>> begin
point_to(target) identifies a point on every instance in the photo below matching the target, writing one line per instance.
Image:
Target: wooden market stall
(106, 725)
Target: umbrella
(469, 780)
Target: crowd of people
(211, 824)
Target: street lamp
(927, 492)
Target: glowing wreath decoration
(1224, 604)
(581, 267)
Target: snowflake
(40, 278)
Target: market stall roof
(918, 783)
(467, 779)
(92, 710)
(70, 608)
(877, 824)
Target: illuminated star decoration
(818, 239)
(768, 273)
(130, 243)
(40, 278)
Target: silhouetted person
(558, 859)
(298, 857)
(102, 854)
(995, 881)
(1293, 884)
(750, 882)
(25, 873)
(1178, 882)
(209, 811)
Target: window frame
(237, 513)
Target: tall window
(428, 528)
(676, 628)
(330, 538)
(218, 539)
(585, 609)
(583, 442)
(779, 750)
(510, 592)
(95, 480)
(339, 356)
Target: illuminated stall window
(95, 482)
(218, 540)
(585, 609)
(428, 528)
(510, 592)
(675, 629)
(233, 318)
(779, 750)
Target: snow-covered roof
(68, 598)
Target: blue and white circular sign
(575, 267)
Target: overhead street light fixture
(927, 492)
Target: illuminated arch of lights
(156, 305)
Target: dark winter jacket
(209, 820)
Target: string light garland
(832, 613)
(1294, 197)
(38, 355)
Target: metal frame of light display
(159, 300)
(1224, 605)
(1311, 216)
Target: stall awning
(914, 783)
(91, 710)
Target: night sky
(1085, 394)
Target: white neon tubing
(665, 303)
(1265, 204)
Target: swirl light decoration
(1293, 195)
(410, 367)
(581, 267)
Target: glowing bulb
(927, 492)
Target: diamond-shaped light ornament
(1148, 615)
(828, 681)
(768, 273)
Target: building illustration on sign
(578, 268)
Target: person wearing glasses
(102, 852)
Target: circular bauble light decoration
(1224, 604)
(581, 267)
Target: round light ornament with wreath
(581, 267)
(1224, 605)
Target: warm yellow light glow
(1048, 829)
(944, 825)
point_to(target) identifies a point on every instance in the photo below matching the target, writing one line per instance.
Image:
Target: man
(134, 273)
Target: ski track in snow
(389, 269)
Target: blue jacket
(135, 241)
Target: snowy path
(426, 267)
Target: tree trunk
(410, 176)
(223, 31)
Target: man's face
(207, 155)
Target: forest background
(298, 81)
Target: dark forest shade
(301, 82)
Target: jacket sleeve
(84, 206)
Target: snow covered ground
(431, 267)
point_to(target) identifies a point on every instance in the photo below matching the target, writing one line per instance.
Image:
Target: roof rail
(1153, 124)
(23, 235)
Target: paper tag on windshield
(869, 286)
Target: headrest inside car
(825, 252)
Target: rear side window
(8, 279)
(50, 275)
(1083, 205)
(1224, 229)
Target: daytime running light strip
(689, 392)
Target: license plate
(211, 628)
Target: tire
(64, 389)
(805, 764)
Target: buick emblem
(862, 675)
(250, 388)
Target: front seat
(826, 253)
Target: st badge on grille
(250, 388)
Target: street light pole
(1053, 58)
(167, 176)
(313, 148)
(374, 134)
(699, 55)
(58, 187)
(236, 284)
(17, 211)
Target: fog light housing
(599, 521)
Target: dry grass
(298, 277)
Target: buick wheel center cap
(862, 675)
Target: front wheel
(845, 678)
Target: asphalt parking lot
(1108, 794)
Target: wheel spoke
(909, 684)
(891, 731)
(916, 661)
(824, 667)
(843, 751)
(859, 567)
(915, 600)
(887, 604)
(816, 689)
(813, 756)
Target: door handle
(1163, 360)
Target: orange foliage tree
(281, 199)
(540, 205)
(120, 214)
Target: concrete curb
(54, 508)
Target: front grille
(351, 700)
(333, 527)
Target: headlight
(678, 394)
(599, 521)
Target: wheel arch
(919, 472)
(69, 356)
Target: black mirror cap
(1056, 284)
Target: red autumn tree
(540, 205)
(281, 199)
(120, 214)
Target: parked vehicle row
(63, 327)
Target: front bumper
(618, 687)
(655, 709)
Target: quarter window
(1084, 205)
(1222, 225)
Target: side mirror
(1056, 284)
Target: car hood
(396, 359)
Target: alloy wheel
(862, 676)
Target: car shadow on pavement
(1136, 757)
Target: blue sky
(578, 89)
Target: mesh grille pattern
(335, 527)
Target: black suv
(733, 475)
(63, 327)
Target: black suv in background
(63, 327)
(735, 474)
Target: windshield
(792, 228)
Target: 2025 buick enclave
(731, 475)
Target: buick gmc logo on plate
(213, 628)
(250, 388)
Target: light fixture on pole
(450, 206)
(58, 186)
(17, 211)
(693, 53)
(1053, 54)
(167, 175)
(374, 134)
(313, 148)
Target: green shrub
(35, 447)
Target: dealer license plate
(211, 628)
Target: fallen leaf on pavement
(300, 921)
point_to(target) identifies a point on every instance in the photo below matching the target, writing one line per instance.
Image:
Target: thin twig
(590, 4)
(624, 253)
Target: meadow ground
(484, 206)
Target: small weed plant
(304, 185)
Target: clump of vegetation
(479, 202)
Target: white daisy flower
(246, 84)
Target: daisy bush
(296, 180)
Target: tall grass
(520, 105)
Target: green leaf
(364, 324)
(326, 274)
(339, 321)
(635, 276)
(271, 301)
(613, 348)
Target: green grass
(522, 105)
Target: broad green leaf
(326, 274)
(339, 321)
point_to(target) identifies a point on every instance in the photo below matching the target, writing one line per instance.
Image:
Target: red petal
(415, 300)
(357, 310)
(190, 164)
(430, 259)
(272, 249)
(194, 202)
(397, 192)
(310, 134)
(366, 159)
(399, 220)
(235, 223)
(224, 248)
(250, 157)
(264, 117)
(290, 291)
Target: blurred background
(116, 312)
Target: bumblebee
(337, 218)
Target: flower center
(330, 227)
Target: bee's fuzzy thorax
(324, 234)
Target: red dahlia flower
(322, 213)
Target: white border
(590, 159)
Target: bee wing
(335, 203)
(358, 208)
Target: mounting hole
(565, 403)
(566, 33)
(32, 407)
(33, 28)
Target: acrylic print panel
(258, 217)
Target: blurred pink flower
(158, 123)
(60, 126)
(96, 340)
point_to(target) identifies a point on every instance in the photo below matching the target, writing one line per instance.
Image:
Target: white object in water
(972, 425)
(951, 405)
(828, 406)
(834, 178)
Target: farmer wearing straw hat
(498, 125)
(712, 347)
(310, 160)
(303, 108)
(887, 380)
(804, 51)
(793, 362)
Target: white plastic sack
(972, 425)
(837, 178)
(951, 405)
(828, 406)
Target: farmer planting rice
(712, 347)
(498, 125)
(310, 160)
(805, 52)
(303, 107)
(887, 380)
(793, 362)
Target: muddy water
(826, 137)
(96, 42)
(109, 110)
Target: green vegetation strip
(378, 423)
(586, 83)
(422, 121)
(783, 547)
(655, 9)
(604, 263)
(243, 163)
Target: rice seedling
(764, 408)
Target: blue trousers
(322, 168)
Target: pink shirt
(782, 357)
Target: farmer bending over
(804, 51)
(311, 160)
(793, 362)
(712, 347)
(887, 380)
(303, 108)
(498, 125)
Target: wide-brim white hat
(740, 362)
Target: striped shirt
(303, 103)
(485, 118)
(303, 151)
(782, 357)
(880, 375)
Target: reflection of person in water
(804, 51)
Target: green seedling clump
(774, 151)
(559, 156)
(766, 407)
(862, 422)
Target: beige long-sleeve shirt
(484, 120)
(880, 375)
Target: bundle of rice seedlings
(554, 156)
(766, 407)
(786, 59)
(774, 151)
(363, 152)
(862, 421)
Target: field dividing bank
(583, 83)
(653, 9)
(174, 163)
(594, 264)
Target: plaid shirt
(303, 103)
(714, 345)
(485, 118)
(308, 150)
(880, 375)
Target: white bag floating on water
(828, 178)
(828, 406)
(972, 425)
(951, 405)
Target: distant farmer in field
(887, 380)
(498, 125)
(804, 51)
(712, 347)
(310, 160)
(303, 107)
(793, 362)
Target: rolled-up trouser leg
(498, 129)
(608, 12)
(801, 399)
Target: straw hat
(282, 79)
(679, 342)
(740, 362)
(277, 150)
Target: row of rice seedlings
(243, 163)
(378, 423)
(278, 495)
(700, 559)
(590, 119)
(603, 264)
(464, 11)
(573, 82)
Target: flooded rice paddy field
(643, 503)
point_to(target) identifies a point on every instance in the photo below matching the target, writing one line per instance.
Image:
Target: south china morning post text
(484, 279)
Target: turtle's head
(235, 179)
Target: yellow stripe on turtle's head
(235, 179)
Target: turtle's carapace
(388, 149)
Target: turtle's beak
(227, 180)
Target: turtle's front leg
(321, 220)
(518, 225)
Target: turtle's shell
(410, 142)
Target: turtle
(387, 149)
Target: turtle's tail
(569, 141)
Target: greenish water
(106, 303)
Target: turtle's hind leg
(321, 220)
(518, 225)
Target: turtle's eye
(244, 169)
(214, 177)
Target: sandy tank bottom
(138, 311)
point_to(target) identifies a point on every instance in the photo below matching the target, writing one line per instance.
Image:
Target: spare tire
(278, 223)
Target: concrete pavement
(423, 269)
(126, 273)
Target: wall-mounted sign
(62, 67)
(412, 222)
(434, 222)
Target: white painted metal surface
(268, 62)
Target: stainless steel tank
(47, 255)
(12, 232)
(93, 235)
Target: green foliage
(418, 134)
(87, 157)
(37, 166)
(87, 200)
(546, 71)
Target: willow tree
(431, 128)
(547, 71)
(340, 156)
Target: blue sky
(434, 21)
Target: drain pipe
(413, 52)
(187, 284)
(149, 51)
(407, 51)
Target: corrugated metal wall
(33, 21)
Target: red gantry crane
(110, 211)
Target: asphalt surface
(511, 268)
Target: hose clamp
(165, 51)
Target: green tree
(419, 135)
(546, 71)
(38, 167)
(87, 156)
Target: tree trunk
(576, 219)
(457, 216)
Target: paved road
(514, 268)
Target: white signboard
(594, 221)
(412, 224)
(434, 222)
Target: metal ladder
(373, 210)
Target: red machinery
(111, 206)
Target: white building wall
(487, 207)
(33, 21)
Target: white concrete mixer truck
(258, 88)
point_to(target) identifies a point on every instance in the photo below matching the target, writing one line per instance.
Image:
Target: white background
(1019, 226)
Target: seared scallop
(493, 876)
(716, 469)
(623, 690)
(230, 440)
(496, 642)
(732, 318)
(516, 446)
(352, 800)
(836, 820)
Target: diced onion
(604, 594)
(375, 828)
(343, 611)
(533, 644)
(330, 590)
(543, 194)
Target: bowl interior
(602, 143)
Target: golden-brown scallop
>> end
• [What you have to do] Take every line from the one containing "Target: corrugated metal wall" to the end of the listing and output it exactly, with nothing else.

• [Solution]
Target: corrugated metal wall
(33, 21)
Target: red gantry crane
(110, 211)
Target: asphalt surface
(511, 268)
Target: hose clamp
(165, 51)
Target: green tree
(419, 135)
(546, 71)
(38, 167)
(87, 156)
Target: tree trunk
(576, 219)
(457, 216)
Target: paved road
(514, 268)
Target: white signboard
(594, 221)
(412, 224)
(434, 222)
Target: metal ladder
(373, 210)
Target: red machinery
(111, 206)
Target: white building wall
(487, 207)
(33, 21)
Target: white concrete mixer truck
(258, 88)
point_to(target) identifies a point on every instance in the photo below matching the target, writing one line per instance.
Image:
Target: white background
(1019, 226)
Target: seared scallop
(493, 876)
(716, 469)
(623, 690)
(230, 440)
(496, 642)
(732, 318)
(516, 446)
(352, 800)
(836, 820)
Target: diced onion
(604, 594)
(375, 828)
(343, 611)
(533, 644)
(330, 590)
(543, 194)
Target: bowl interior
(602, 143)
Target: golden-brown scallop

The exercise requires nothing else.